### WHAT YOU SHOULD DO
Count the lines of the material below that contain the word "frame" and state only the total.

>> start RECORD EXCERPTS

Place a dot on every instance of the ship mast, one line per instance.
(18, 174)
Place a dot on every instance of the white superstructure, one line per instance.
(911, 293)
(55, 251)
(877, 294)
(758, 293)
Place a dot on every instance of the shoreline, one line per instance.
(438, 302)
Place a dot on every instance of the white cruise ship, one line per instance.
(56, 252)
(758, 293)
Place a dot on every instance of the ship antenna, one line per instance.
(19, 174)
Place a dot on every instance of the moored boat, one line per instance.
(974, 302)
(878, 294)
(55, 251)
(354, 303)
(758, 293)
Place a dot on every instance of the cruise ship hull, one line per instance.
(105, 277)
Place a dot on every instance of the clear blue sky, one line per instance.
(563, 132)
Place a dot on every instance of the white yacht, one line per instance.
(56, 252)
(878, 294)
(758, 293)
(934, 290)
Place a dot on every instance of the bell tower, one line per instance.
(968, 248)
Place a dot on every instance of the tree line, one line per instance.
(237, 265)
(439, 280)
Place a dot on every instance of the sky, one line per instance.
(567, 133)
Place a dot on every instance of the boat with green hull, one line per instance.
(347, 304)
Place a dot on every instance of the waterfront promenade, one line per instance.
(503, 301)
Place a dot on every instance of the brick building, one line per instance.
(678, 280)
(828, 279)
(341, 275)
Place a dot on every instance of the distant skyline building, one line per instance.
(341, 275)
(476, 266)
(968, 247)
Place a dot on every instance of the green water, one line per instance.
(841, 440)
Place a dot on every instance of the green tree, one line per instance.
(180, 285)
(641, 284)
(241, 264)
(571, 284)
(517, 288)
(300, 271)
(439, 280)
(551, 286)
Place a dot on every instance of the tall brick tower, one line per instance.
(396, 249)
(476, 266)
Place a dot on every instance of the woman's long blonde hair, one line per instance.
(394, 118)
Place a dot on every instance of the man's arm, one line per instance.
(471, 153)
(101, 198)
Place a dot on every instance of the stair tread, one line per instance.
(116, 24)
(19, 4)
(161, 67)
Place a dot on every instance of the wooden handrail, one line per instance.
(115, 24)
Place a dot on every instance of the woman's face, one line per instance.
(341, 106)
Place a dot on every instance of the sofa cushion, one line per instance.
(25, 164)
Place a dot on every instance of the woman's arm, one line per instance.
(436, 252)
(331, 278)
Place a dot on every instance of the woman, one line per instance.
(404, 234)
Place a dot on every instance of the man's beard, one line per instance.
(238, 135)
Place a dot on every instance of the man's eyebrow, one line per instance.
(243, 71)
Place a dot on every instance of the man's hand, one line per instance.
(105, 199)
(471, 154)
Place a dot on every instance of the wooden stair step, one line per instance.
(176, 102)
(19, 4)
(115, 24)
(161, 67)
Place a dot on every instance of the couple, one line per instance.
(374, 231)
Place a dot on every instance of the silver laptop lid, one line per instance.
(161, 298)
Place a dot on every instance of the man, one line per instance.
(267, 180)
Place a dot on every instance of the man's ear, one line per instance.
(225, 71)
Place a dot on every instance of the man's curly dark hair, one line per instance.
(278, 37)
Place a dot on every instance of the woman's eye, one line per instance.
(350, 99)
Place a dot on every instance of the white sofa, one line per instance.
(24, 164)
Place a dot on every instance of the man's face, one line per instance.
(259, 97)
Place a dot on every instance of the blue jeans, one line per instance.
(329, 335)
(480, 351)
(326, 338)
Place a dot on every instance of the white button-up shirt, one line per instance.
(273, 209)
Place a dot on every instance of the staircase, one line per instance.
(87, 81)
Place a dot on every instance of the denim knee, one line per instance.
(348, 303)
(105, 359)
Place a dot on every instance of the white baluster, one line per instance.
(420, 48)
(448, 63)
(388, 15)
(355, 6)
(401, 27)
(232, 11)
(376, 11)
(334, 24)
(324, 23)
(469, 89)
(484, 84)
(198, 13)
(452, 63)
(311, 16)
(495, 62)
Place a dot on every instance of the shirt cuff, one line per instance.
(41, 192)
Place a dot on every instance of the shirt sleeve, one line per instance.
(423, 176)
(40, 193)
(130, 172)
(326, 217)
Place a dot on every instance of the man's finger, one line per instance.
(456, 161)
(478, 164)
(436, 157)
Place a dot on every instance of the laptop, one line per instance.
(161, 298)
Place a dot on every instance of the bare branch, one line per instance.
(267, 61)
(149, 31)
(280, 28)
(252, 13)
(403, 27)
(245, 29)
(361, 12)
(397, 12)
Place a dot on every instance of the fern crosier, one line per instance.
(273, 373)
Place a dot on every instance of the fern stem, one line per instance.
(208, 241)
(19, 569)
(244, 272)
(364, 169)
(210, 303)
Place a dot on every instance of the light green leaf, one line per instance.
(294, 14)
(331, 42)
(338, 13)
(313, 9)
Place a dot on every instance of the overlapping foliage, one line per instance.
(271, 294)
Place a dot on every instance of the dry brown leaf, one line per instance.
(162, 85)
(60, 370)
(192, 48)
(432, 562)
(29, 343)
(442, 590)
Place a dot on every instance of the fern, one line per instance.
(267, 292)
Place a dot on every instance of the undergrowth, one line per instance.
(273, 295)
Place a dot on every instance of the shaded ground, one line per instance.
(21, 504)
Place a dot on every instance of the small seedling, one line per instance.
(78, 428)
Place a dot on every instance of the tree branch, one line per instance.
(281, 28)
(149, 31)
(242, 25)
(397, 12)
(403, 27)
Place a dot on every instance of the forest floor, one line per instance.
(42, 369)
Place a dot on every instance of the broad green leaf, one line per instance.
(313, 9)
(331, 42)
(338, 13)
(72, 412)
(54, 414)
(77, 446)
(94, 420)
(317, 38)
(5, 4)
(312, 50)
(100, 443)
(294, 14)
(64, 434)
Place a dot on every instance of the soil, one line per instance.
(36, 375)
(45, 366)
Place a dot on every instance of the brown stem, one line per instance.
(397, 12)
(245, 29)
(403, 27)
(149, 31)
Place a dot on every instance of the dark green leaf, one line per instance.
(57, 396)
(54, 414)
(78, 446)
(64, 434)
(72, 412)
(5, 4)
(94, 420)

>> end RECORD EXCERPTS
>> start RECORD EXCERPTS

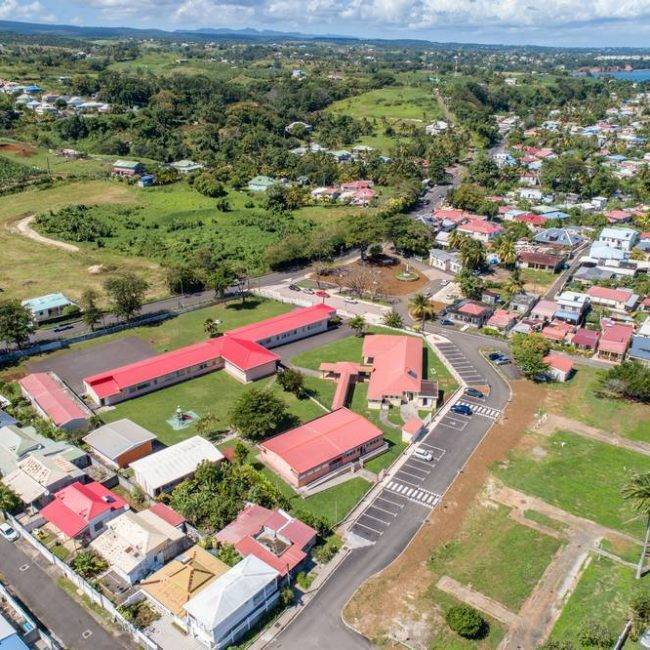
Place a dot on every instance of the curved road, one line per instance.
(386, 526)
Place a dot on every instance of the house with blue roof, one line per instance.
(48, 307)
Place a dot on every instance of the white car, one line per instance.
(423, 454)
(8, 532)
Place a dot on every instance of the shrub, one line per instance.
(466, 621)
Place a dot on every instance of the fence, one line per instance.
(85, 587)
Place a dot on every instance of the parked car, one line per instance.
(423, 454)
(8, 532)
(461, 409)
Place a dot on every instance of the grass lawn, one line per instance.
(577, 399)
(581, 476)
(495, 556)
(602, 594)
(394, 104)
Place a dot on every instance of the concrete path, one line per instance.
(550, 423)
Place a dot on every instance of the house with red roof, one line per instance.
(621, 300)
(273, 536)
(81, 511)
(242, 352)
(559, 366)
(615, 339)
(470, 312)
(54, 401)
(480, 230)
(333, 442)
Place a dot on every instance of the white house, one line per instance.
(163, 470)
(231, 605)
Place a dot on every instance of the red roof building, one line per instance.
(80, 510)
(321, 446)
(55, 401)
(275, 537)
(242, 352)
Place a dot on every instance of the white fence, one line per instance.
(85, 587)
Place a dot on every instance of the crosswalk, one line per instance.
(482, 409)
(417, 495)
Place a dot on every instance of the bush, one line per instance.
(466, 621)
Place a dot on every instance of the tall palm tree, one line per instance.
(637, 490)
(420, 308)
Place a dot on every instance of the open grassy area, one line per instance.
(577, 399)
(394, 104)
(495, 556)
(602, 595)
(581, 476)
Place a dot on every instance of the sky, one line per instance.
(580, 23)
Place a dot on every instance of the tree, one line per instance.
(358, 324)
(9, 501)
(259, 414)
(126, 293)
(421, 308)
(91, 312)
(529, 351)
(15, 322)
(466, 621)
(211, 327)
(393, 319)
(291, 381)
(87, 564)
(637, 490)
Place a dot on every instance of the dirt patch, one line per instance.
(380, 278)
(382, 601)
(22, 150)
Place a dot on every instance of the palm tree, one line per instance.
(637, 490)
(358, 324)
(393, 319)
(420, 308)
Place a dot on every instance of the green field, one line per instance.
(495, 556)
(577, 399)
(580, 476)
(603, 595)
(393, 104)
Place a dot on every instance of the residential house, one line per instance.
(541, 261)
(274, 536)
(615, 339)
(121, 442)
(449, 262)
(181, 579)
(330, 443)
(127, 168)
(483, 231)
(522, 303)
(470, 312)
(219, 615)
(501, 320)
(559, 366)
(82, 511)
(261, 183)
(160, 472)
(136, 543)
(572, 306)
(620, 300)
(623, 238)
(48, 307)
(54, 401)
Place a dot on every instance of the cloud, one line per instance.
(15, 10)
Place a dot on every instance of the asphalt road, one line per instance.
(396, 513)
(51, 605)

>> end RECORD EXCERPTS
>> start RECORD EXCERPTS

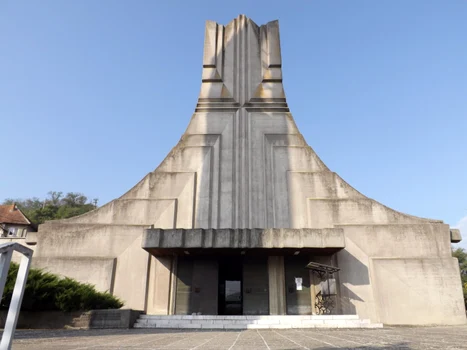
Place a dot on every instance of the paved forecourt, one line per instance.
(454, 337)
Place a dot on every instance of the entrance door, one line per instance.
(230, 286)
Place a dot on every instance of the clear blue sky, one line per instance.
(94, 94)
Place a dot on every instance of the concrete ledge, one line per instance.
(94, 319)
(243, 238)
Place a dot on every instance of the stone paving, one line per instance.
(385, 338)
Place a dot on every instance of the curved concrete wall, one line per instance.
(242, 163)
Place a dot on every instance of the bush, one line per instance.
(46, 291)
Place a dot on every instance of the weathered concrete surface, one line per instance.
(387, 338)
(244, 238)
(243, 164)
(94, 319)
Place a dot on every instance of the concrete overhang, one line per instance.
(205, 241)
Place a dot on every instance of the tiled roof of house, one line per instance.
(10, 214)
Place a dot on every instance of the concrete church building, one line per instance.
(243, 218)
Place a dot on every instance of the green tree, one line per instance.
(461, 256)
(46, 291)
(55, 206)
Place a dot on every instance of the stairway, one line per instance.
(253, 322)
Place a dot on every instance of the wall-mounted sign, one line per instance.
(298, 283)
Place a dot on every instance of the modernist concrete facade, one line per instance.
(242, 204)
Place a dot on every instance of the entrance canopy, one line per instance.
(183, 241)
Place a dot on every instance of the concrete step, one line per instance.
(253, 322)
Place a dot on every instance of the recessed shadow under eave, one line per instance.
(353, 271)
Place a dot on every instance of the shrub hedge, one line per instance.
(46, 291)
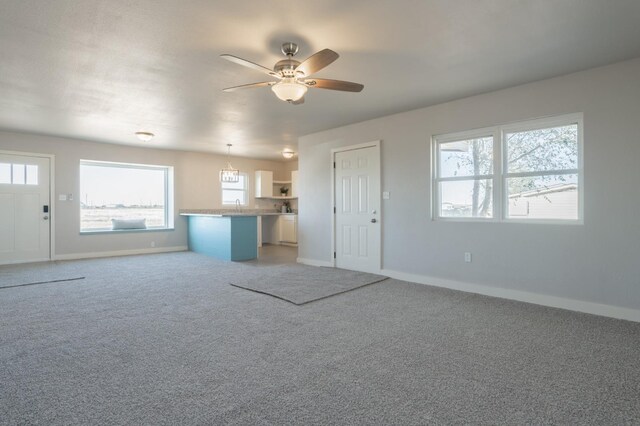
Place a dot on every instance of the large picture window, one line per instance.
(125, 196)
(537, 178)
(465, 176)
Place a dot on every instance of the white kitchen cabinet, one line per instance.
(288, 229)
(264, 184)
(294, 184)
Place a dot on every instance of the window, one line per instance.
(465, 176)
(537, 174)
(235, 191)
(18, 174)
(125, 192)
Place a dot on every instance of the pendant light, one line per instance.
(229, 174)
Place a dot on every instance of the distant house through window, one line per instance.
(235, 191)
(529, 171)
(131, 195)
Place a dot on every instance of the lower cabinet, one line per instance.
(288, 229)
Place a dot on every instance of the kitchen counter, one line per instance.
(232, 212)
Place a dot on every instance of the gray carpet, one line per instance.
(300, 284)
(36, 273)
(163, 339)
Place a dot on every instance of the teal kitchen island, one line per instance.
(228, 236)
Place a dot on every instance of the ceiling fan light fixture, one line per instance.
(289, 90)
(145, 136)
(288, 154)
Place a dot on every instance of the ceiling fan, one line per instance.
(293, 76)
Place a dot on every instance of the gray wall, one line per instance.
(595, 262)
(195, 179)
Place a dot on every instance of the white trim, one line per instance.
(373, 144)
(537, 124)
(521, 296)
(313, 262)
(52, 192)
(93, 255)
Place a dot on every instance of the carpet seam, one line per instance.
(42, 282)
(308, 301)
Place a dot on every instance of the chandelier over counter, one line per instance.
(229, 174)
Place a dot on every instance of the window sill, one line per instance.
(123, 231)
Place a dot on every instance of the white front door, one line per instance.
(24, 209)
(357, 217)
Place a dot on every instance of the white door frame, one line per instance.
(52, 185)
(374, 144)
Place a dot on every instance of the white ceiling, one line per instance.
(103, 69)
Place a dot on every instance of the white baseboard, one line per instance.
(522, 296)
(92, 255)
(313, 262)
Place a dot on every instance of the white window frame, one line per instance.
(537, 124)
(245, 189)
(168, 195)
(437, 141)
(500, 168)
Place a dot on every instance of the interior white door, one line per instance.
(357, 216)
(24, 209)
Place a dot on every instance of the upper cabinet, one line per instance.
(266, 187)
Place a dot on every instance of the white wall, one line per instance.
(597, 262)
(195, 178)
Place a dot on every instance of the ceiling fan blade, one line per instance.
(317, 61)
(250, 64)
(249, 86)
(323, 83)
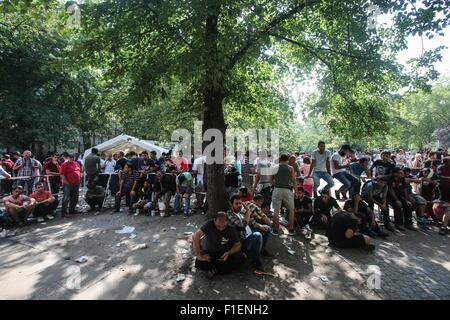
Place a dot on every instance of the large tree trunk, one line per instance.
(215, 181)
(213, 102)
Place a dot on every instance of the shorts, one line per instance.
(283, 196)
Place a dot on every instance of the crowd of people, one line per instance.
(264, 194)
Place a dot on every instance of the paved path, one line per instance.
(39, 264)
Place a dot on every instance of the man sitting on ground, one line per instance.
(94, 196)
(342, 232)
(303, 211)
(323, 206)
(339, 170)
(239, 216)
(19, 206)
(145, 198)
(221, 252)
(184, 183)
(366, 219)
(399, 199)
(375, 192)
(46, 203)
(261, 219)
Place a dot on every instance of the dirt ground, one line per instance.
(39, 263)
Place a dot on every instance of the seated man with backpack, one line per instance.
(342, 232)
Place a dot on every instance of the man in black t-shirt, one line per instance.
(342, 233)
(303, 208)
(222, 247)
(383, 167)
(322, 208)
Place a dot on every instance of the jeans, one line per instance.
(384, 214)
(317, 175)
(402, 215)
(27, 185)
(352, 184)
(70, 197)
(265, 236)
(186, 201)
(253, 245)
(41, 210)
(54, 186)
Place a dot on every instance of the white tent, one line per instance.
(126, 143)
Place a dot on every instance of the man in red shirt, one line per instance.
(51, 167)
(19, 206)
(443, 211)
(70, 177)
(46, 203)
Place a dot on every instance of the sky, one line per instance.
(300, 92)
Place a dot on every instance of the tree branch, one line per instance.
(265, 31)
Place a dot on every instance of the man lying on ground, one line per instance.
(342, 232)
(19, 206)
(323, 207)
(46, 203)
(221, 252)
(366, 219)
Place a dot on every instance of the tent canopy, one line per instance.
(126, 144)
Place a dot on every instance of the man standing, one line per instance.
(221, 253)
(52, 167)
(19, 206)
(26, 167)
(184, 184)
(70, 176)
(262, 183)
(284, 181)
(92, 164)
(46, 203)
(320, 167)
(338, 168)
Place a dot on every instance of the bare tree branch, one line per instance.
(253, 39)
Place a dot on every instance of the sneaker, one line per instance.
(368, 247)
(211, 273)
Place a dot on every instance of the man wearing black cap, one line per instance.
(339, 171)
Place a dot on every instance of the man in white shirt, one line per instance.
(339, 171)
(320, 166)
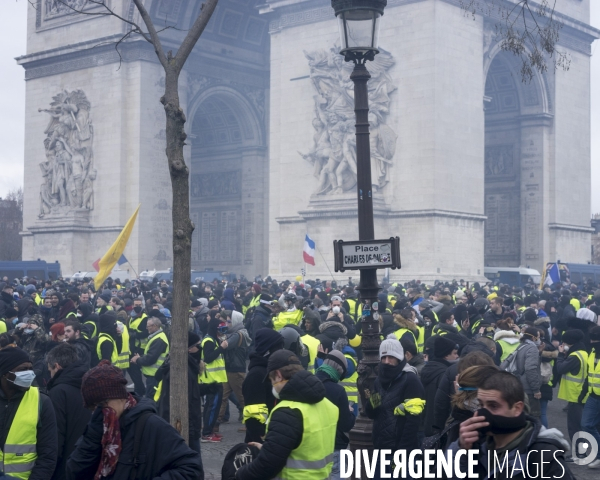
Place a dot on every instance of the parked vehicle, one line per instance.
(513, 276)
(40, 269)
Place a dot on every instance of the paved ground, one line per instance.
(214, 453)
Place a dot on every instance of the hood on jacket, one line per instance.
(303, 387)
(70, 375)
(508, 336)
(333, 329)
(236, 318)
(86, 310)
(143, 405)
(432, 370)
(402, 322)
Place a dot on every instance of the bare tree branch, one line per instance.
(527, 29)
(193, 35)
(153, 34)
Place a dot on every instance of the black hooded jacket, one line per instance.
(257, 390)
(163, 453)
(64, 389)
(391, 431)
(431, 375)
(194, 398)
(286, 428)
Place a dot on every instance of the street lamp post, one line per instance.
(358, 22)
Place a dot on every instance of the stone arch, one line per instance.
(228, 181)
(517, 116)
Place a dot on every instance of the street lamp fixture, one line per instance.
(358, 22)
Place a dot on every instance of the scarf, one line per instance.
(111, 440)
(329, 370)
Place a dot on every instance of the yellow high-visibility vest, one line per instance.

>> end RECORD EXCERPTS

### TASK OUTPUT
2